Provided material ▸
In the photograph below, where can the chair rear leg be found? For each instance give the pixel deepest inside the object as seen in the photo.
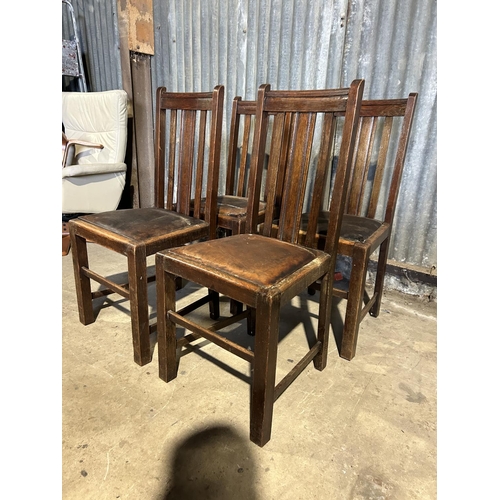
(379, 279)
(82, 282)
(139, 307)
(325, 307)
(214, 304)
(264, 371)
(354, 304)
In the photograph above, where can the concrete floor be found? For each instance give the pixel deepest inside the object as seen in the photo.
(364, 429)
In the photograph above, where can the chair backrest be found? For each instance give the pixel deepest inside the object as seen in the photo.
(381, 144)
(237, 172)
(300, 155)
(99, 118)
(187, 152)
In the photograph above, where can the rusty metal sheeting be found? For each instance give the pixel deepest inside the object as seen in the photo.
(298, 44)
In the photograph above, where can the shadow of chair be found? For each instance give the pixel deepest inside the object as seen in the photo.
(94, 145)
(381, 146)
(215, 463)
(267, 268)
(187, 157)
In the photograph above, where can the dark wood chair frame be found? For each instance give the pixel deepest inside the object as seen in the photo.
(361, 233)
(141, 232)
(267, 269)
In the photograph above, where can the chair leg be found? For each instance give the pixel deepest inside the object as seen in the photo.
(139, 307)
(354, 304)
(264, 370)
(379, 279)
(166, 329)
(214, 304)
(82, 282)
(325, 307)
(251, 321)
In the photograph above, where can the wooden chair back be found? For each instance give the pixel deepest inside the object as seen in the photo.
(381, 145)
(237, 171)
(187, 152)
(300, 157)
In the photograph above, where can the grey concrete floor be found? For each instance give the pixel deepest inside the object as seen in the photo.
(360, 429)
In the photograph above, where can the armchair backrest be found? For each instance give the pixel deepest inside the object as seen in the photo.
(96, 117)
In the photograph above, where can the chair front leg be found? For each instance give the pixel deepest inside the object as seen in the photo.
(82, 282)
(139, 307)
(166, 329)
(354, 304)
(264, 370)
(379, 279)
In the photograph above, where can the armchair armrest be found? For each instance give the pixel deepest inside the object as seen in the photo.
(68, 144)
(93, 169)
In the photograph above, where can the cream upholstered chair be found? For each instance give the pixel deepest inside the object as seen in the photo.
(93, 178)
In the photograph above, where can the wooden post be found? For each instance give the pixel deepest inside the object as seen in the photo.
(136, 30)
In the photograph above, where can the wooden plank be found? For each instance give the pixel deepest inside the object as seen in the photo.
(141, 26)
(144, 133)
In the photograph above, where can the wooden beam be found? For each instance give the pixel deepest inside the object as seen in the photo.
(141, 26)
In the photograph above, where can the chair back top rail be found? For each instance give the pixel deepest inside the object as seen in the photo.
(290, 160)
(191, 135)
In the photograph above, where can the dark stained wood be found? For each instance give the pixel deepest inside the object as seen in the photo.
(387, 124)
(141, 232)
(265, 267)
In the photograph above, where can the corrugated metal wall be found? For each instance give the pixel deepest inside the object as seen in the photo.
(297, 44)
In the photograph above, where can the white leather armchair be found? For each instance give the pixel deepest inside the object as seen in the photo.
(93, 178)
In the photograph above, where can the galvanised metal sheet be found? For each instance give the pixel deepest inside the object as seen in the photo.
(298, 44)
(97, 25)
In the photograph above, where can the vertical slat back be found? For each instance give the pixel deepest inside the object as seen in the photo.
(186, 140)
(297, 172)
(380, 169)
(236, 173)
(298, 118)
(199, 167)
(380, 152)
(362, 155)
(187, 151)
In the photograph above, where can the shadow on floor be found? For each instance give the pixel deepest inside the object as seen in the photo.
(215, 463)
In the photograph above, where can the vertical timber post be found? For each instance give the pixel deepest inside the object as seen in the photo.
(137, 46)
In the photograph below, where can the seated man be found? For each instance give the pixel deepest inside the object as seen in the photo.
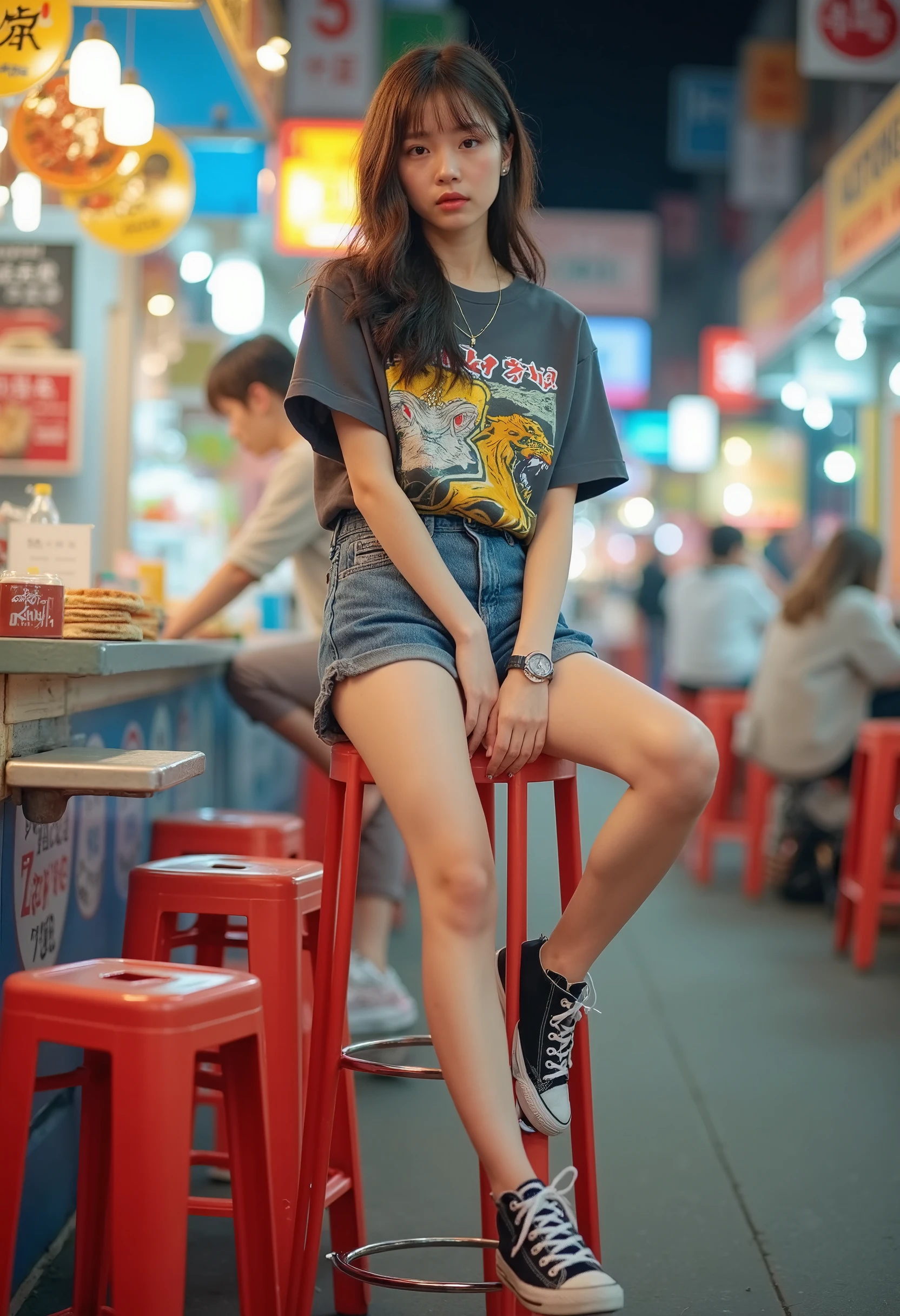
(278, 685)
(715, 617)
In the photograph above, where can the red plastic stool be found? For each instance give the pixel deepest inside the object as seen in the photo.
(330, 1062)
(719, 708)
(273, 836)
(868, 885)
(279, 900)
(144, 1030)
(758, 788)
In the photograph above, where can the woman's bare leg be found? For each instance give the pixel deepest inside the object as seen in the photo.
(407, 723)
(607, 720)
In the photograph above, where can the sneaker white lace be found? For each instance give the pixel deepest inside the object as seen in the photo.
(376, 999)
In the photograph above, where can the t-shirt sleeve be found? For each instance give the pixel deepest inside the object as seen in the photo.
(590, 455)
(333, 372)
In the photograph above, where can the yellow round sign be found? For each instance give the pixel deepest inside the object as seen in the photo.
(34, 43)
(147, 202)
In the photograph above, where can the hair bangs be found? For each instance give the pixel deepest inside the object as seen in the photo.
(400, 287)
(452, 107)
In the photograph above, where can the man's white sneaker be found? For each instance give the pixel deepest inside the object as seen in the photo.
(376, 999)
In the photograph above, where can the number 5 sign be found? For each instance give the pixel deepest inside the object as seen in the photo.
(335, 58)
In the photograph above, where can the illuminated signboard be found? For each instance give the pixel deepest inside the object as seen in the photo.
(316, 205)
(646, 435)
(623, 345)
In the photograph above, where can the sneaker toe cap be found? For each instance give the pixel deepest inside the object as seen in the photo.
(557, 1103)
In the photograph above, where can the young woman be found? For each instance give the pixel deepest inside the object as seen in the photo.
(457, 413)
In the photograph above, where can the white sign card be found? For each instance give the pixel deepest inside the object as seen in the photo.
(607, 264)
(858, 40)
(43, 861)
(131, 820)
(765, 168)
(91, 849)
(333, 66)
(62, 549)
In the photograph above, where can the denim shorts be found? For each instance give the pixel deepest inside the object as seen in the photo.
(374, 617)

Work request ▸
Copy out exactly the line that holds "In the photograph above, where can the denim" and all remaining lines of the listing, both the first and the last included.

Written answer ▸
In the photograph above, where can the denim shorts be found? For each instance give the pixel deepest inside the object as seen in the photo.
(374, 617)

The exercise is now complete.